[Referring expression data]
#####

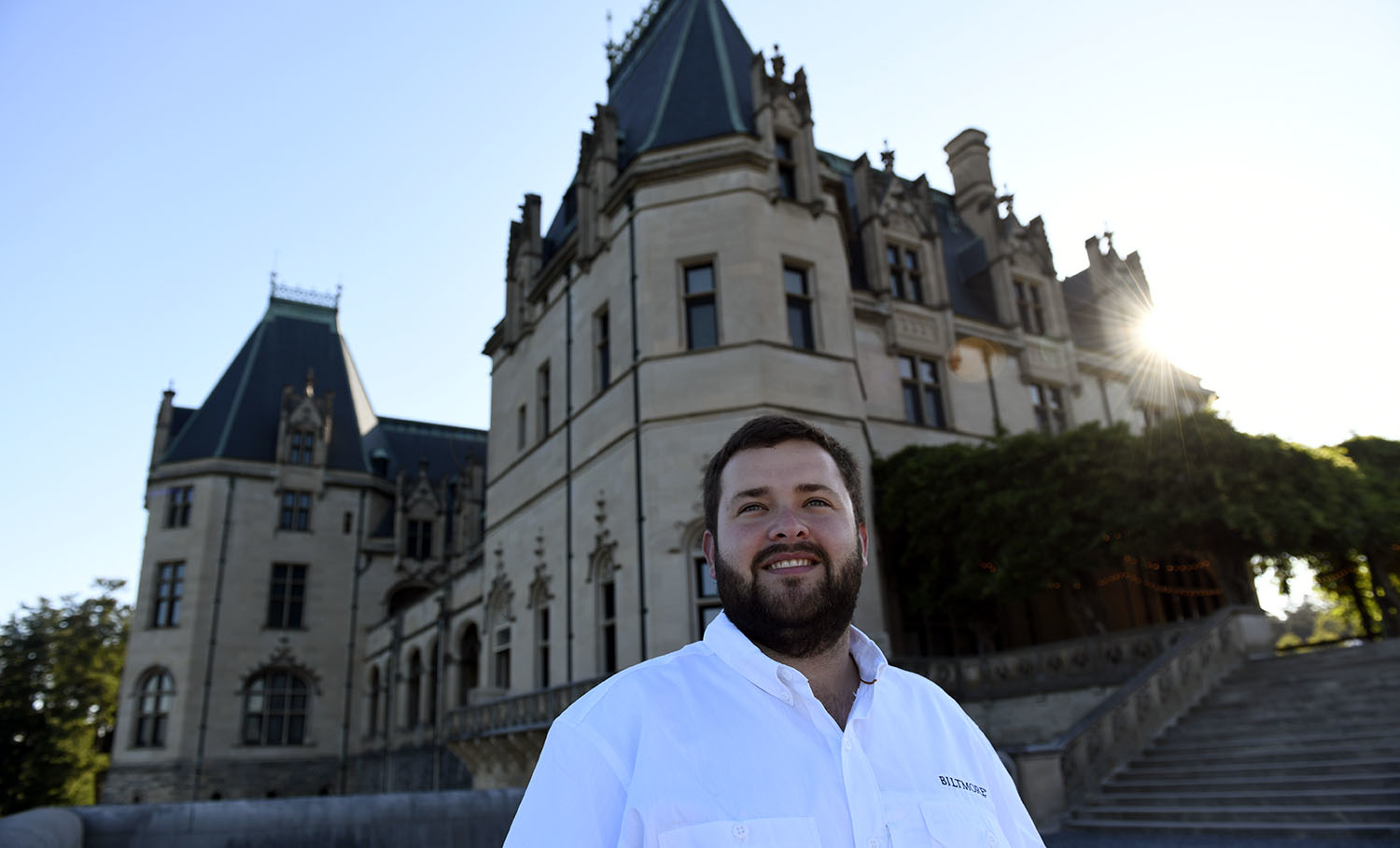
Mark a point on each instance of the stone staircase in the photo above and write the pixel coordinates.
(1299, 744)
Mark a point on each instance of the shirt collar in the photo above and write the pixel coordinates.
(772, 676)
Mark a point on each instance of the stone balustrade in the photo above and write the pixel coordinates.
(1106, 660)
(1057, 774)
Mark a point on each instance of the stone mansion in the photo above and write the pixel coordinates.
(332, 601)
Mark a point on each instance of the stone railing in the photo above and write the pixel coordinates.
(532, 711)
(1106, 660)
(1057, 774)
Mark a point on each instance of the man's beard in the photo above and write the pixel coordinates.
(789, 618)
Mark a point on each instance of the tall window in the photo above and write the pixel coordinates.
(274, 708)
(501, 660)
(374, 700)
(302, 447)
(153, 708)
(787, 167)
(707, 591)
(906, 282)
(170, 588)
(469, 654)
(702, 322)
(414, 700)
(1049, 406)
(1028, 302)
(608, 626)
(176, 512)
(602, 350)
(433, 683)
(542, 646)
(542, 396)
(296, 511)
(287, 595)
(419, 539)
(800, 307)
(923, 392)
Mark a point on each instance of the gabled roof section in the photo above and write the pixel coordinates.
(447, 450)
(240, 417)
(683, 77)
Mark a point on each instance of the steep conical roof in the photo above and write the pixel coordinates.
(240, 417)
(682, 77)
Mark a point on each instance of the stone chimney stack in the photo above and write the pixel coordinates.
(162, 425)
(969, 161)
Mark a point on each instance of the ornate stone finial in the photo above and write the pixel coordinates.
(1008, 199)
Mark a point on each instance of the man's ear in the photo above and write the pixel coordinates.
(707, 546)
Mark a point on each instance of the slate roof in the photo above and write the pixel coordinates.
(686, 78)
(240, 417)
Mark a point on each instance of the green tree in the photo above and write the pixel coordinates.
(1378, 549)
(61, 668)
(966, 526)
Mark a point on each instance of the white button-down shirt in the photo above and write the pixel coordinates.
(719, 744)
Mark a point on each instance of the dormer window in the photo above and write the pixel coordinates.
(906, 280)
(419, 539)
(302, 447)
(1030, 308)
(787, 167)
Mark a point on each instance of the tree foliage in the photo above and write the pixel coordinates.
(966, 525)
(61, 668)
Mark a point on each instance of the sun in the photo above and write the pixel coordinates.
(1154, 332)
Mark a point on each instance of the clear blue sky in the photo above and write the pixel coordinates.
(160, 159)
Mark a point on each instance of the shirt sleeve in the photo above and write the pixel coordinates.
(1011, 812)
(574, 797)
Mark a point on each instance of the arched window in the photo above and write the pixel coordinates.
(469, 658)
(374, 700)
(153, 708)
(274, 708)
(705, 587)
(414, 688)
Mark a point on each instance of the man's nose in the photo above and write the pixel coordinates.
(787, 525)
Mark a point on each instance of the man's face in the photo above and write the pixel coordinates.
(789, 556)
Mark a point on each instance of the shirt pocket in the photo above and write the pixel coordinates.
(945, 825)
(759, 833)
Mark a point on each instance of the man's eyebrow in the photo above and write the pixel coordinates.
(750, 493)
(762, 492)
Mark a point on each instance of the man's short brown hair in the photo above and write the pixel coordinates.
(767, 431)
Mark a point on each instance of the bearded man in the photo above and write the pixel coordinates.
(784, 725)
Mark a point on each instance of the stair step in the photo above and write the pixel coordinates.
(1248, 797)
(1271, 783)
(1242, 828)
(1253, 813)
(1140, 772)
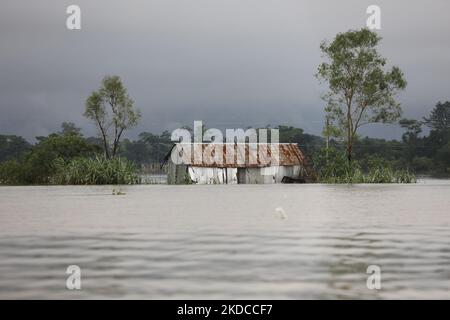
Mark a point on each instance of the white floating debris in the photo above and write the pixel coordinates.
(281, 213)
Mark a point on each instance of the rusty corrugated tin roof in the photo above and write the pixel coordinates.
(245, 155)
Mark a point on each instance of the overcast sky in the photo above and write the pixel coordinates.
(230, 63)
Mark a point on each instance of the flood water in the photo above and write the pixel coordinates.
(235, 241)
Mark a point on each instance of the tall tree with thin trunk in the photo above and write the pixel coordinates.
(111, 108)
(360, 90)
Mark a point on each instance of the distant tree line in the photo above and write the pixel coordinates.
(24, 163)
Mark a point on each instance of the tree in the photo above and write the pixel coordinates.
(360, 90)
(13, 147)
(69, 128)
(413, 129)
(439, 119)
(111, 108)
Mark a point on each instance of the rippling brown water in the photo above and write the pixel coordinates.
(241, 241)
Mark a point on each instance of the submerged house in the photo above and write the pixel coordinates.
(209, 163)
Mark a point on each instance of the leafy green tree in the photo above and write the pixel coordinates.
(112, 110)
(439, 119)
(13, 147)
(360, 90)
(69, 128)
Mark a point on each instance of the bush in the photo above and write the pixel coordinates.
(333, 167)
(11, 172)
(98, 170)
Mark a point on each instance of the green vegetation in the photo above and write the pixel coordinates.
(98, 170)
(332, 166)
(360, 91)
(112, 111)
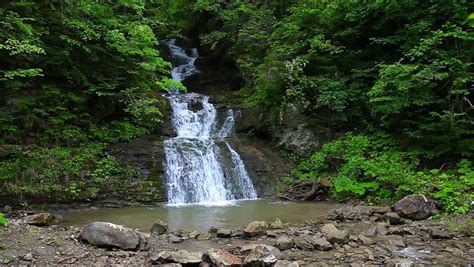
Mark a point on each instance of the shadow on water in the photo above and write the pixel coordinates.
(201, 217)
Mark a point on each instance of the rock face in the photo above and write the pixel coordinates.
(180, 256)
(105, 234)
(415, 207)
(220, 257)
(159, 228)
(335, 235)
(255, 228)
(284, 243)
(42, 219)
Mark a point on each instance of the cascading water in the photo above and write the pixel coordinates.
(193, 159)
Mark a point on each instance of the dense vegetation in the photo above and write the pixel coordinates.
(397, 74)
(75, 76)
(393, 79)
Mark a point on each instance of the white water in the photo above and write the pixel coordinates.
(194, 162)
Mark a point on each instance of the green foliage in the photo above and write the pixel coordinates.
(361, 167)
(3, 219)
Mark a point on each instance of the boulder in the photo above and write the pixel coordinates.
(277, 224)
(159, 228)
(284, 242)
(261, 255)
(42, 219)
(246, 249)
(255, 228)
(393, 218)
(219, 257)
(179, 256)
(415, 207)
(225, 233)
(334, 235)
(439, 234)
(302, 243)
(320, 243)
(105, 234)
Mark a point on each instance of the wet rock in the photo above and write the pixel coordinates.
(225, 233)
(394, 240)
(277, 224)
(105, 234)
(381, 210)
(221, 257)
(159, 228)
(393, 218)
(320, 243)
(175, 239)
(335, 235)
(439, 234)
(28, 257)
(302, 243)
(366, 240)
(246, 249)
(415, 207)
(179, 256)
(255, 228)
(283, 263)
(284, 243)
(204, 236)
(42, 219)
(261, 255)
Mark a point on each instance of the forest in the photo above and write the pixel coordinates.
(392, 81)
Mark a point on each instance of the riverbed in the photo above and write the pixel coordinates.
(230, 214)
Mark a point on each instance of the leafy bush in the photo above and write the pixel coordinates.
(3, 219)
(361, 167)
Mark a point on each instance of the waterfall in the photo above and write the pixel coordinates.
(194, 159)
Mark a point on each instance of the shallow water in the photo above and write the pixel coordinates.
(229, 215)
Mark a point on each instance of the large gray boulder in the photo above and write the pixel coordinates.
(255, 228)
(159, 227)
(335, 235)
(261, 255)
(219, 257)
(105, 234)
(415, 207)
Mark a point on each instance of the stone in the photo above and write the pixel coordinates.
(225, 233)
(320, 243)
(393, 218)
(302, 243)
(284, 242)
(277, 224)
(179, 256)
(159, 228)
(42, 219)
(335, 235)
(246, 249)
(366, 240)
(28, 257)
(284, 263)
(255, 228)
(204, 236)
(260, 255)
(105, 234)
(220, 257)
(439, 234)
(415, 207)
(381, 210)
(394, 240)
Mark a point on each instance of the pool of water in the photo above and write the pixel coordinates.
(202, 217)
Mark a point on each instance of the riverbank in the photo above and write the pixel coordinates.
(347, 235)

#####

## EXERCISE GOAL
Nothing but an exact copy of the data, without pictures, should be returned.

## TASK RESULT
Mark a point on each instance of the stone staircase in the photo above and write the pixel coordinates.
(1299, 744)
Mark a point on each instance of the shirt collar in the photo above and write the pixel coordinates.
(772, 676)
Mark a point on each instance of the stone balustrade in the photo above and write the pixel coordinates.
(1106, 660)
(1057, 774)
Mark a point on each instance of the stone mansion in the photo above and write the pixel coordinates.
(332, 601)
Mark a point on each instance of the stone railing in the photo above and write the pixel coordinates.
(532, 711)
(1106, 660)
(1057, 774)
Mark a point on each instance of the man's beard in the photo above and write the pixel coordinates.
(789, 618)
Mark a point on each instance of the tall window in the photo above and write the pixel coordinates.
(274, 708)
(501, 660)
(374, 700)
(302, 447)
(153, 708)
(787, 167)
(707, 591)
(906, 282)
(170, 588)
(469, 654)
(702, 322)
(414, 700)
(1049, 406)
(1028, 302)
(608, 626)
(176, 512)
(602, 350)
(433, 683)
(542, 646)
(542, 396)
(296, 511)
(287, 595)
(419, 539)
(800, 307)
(923, 392)
Mark a point on each instance of the gabled roof section in the photo above and write the pixel coordinates.
(447, 450)
(240, 417)
(683, 77)
Mark a point on each instance of the steep conical roof in the photo above and write the pixel coordinates.
(240, 417)
(682, 77)
Mark a point on each instance of the stone chimney stack in the photo above and write the pixel coordinates.
(162, 425)
(969, 161)
Mark a point on each instance of the ornate stone finial in the photo above and write the pixel coordinates.
(1008, 199)
Mark a point on each instance of the man's ear in the photo above and write the pixel coordinates.
(707, 546)
Mark a point on each instance of the slate roof in the photo above and write the pixel coordinates.
(686, 78)
(240, 417)
Mark a point on each instance of the green tree in the photo above and write the pixel coordinates.
(1378, 549)
(61, 668)
(966, 526)
Mark a point on each instance of the white button-down shirt in the photo above and write the pixel coordinates.
(719, 744)
Mark a point on each instance of the dormer window in the photo above and write the pixel coordinates.
(906, 280)
(419, 539)
(302, 447)
(1030, 308)
(787, 167)
Mark a point on each instance of the tree foliage in the photo above and write the pixel coordinates.
(966, 525)
(61, 668)
Mark a point on each instance of the sun in the photo above and write the pixel coordinates.
(1154, 332)
Mark a point on each instance of the clear blue sky in the photo above and write the pixel coordinates.
(160, 159)
Mark a point on each instance of the shirt sleeve in the photo above and write the pixel coordinates.
(1011, 812)
(574, 797)
Mark a point on each instance of the arched window in the photo above and write the pixel coordinates.
(469, 658)
(374, 700)
(153, 708)
(274, 708)
(705, 587)
(414, 688)
Mark a point on each instance of the man's nose in the photo above and write the pixel coordinates.
(787, 525)
Mark a point on each instance of the man's face in the photo above and write the pixel coordinates.
(789, 556)
Mark a point on each instance of the shirt pocket in the photo above and write the pixel coordinates.
(945, 825)
(759, 833)
Mark a point on each instance of the man's eyebrow in the photo above and write the pixel coordinates.
(750, 493)
(762, 492)
Mark a point on each instance of the man's short brown hair in the photo above and write the pixel coordinates.
(767, 431)
Mark a point on each instance of the bearded man in the photo above and write the pixel coordinates.
(784, 725)
Mark a point on each instance of the stair step in the photo above and write the pixel coordinates.
(1248, 797)
(1271, 783)
(1242, 828)
(1253, 813)
(1140, 772)
Mark a point on each instance of the white floating debris in the photo above and write the pixel coordinates.
(281, 213)
Mark a point on each instance of the rusty corrugated tin roof in the photo above and write the pixel coordinates.
(245, 155)
Mark a point on each instance of the overcast sky in the photo above and write the pixel coordinates.
(230, 63)
Mark a point on each instance of the flood water in the photo above and write the pixel coordinates.
(235, 241)
Mark a point on each instance of the tall tree with thin trunk in the photo above and write the pixel coordinates.
(111, 108)
(360, 90)
Mark a point on each instance of the distant tree line in the photo above and write the pixel coordinates.
(24, 163)
Mark a point on each instance of the tree in the photo above and write the pixel coordinates.
(360, 90)
(13, 147)
(69, 128)
(413, 129)
(439, 119)
(111, 108)
Mark a point on each instance of the rippling brown water in the photo above and write the pixel coordinates.
(241, 241)
Mark a point on each instance of the submerged house in the photo above and write the pixel coordinates.
(209, 163)
Mark a point on each instance of the leafy green tree in the photo above and write the pixel coordinates.
(112, 110)
(439, 119)
(13, 147)
(360, 90)
(69, 128)
Mark a point on each instance of the bush in the photo above and write the pixel coordinates.
(333, 167)
(11, 172)
(98, 170)
Mark a point on each instance of the green vegetation in the photo above and write the pixel coordinates.
(98, 170)
(332, 166)
(360, 91)
(112, 111)
Mark a point on each instance of the shadow on water in the photo above and write the pixel coordinates.
(201, 217)
Mark a point on each instance of the rock face in the photo above and write the pixel coordinates.
(180, 256)
(105, 234)
(415, 207)
(220, 257)
(159, 228)
(335, 235)
(255, 228)
(284, 243)
(42, 219)
Mark a point on each instance of the cascading water in the photo above and write the pixel coordinates.
(193, 159)
Mark a point on each instance of the dense vegetation in the photo above and write the pixel coordinates.
(397, 74)
(75, 76)
(393, 79)
Mark a point on each instance of the white water in the photo above and write the pixel coordinates.
(194, 162)
Mark a point on each instance of the green foliage in the photo above and write the pixel coordinates.
(361, 167)
(3, 219)
Mark a point on each instance of the boulder in the photo above and write the pixel coordinates.
(277, 224)
(159, 228)
(284, 242)
(261, 255)
(42, 219)
(246, 249)
(255, 228)
(393, 218)
(219, 257)
(179, 256)
(415, 207)
(225, 233)
(334, 235)
(439, 234)
(302, 243)
(320, 243)
(105, 234)
Mark a point on each instance of the wet rock in the photo above and write the pixel coordinates.
(225, 233)
(394, 240)
(277, 224)
(105, 234)
(381, 210)
(221, 257)
(159, 228)
(393, 218)
(320, 243)
(175, 239)
(335, 235)
(439, 234)
(28, 257)
(302, 243)
(366, 240)
(246, 249)
(415, 207)
(179, 256)
(255, 228)
(283, 263)
(284, 243)
(204, 236)
(42, 219)
(261, 255)
Mark a point on each instance of the forest in the photo above and write the pixel coordinates.
(392, 81)
Mark a point on each instance of the riverbed in the photo above and write the pixel coordinates.
(230, 214)
Mark a point on each instance of the leafy bush in the photo above and write the pixel coordinates.
(3, 219)
(361, 167)
Mark a point on each instance of the waterfall in the photo above and write the pixel coordinates.
(194, 159)
Mark a point on each instance of the shallow water in the photo above and write the pixel coordinates.
(229, 215)
Mark a point on each instance of the large gray boulder in the photo above and write the pixel coordinates.
(255, 228)
(159, 227)
(335, 235)
(261, 255)
(219, 257)
(105, 234)
(415, 207)
Mark a point on each instance of the stone in the photo above and write the pixel coordinates.
(225, 233)
(320, 243)
(393, 218)
(302, 243)
(284, 242)
(277, 224)
(179, 256)
(159, 228)
(42, 219)
(335, 235)
(246, 249)
(366, 240)
(28, 257)
(284, 263)
(255, 228)
(204, 236)
(260, 255)
(105, 234)
(220, 257)
(439, 234)
(415, 207)
(381, 210)
(394, 240)
Mark a point on each instance of the pool of water in the photo above and write the pixel coordinates.
(202, 217)
Mark a point on each instance of the riverbank in the photo above and write the pixel coordinates.
(347, 235)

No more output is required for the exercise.